'''
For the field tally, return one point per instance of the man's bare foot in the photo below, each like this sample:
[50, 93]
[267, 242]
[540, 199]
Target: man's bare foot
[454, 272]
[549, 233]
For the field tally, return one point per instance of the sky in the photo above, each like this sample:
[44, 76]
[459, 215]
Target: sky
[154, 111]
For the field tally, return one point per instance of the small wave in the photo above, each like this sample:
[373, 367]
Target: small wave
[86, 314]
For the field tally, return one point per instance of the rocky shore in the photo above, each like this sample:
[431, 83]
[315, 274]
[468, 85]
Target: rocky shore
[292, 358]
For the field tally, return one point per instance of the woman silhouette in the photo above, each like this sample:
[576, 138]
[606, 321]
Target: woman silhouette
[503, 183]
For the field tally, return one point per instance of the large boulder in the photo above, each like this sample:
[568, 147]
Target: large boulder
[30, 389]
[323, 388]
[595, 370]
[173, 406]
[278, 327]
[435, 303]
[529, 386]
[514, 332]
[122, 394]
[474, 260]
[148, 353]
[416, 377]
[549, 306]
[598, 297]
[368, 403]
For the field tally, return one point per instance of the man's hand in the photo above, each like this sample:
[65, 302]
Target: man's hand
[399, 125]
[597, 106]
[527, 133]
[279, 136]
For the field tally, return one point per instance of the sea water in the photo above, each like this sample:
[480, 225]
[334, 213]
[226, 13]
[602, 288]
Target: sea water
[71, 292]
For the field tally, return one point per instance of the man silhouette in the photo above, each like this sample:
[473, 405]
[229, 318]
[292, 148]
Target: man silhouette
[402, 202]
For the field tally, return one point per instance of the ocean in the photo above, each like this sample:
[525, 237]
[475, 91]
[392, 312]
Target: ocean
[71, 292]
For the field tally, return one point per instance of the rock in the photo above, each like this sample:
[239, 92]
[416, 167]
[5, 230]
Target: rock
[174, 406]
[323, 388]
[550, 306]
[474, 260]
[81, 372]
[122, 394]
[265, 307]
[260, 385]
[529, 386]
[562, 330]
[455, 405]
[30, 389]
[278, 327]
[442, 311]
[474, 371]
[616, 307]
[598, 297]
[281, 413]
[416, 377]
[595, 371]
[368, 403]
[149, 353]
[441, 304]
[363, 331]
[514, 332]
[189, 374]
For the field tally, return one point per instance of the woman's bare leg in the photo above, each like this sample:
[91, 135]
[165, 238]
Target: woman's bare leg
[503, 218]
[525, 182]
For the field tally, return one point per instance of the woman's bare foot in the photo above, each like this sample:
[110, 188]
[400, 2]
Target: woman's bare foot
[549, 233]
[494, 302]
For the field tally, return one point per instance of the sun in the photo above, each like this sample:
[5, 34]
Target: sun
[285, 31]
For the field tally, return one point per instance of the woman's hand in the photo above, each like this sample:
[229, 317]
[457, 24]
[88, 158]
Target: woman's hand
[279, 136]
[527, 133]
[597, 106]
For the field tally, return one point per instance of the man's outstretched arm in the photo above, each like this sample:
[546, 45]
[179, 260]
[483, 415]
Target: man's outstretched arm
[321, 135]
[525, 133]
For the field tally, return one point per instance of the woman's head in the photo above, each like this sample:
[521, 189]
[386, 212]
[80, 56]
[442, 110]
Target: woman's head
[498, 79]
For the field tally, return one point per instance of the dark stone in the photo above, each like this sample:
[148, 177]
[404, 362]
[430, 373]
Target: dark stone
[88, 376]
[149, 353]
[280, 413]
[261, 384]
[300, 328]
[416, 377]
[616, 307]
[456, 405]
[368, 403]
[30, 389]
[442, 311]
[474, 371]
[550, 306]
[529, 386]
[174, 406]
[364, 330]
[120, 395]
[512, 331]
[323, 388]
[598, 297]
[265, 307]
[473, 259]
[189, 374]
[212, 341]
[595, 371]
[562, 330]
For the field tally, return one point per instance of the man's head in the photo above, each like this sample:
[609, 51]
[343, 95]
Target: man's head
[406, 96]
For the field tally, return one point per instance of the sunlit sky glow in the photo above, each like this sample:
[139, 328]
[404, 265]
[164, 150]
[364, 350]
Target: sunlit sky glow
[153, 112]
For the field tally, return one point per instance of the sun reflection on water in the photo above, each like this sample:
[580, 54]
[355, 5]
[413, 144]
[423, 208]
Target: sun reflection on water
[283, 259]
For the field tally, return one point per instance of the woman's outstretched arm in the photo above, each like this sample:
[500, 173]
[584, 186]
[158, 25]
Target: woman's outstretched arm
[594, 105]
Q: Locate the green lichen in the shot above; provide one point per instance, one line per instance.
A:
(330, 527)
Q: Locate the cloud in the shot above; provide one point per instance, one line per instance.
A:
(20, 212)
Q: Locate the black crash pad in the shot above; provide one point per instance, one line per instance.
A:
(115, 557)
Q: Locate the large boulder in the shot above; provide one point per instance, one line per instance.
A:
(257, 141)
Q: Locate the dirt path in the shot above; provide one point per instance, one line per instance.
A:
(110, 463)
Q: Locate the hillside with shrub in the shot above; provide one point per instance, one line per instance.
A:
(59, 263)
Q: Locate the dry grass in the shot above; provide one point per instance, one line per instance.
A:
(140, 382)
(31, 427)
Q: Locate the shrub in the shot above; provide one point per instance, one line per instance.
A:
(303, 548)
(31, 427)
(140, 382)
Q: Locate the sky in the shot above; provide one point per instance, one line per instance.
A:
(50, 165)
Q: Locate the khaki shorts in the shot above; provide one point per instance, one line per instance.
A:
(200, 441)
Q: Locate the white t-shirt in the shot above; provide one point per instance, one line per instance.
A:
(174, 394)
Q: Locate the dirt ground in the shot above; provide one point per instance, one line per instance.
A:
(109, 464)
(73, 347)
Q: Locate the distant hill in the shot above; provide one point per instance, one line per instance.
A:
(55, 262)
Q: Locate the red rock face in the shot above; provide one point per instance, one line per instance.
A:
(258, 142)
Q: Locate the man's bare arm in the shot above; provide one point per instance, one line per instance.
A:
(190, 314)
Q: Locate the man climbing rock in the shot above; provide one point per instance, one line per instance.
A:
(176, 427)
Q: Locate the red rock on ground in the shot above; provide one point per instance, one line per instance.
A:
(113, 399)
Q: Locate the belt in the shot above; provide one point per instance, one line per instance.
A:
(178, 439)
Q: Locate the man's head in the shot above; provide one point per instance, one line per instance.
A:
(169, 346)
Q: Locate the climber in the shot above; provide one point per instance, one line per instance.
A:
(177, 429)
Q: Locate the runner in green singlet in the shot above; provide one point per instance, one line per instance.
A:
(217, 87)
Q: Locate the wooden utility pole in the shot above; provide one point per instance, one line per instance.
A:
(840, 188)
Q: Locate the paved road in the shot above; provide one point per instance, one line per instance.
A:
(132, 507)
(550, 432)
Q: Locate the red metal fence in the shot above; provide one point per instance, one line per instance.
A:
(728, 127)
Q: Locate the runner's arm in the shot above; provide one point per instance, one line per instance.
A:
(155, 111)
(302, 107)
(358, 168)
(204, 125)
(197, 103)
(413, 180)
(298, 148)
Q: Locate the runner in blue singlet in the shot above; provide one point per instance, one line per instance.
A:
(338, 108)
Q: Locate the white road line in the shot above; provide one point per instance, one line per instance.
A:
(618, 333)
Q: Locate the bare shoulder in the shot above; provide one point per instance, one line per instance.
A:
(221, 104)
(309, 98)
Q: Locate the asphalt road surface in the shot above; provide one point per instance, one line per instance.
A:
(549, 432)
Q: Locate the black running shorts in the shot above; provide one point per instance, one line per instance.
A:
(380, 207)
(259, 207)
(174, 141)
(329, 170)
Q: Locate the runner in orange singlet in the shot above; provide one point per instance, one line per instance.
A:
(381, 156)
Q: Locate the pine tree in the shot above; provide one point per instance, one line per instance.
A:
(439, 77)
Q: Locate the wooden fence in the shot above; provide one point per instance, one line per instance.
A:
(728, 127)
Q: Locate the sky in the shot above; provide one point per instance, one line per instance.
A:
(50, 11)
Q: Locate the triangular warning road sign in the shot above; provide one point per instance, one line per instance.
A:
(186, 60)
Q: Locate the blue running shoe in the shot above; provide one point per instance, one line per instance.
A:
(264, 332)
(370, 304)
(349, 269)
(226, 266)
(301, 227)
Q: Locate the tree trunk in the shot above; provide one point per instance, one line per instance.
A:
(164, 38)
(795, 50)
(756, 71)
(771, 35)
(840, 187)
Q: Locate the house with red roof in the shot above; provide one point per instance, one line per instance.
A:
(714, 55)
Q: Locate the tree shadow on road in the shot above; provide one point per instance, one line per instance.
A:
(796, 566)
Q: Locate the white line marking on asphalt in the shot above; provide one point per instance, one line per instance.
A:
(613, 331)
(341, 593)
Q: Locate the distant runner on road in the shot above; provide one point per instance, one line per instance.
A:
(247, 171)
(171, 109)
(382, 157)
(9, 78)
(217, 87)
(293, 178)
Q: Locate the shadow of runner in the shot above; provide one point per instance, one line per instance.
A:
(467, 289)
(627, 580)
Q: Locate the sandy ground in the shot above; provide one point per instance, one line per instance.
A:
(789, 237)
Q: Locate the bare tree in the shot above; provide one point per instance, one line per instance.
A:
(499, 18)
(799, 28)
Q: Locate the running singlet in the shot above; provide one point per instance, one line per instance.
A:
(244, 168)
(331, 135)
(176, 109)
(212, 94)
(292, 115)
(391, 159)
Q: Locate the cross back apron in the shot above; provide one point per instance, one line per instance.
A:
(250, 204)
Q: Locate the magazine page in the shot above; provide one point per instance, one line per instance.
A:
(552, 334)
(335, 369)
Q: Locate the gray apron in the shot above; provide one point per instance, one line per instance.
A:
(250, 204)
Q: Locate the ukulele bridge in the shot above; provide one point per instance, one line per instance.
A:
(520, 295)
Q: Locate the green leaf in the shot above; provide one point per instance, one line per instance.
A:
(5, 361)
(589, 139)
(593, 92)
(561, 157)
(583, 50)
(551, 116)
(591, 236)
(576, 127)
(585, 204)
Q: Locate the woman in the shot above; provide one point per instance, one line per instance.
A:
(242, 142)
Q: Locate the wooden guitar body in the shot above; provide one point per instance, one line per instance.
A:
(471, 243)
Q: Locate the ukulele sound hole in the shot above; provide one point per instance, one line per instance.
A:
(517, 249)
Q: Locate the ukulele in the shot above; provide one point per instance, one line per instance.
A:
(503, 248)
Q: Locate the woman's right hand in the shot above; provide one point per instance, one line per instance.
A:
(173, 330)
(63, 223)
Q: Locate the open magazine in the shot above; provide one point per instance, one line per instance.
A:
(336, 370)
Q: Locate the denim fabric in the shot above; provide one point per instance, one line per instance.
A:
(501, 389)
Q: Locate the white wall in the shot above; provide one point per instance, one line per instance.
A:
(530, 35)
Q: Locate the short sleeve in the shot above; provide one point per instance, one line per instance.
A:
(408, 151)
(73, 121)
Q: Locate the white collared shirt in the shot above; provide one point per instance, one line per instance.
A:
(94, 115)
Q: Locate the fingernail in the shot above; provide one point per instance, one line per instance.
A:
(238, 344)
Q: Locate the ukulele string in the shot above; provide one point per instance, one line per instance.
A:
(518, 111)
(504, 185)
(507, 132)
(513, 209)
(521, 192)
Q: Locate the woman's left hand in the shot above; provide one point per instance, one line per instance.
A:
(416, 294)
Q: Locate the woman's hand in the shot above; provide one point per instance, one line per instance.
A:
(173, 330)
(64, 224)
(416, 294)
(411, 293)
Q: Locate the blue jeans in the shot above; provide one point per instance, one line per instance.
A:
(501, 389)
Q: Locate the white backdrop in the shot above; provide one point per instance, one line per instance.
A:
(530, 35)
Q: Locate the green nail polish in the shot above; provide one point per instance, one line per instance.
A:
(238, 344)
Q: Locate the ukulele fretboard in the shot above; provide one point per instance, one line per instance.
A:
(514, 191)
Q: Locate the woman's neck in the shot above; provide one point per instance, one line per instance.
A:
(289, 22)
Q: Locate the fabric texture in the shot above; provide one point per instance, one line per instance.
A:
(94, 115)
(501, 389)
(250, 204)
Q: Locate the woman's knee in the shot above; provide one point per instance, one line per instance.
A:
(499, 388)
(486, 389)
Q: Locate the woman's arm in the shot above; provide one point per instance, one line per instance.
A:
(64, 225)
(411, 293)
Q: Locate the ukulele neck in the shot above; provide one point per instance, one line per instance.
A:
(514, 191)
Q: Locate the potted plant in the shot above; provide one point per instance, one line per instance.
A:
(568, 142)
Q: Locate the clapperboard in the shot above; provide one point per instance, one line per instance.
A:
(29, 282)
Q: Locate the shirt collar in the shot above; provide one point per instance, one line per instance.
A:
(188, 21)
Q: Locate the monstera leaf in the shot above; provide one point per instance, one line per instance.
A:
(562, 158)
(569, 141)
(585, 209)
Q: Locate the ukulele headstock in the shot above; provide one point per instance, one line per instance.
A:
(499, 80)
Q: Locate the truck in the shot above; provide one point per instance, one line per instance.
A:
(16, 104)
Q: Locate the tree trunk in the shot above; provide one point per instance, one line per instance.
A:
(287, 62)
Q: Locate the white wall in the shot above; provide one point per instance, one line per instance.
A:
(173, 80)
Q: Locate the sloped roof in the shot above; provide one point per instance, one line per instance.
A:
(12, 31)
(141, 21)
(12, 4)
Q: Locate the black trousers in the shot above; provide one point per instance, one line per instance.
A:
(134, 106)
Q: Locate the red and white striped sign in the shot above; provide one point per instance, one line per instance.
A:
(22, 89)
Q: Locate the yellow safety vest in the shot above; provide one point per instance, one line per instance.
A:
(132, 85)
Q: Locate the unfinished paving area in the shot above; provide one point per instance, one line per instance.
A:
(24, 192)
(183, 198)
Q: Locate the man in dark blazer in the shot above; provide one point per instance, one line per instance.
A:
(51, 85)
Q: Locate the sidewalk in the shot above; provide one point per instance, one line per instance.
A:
'''
From the listing above, give the number of lines in which the word "shadow" occurs, and nothing else.

SOLUTION => 2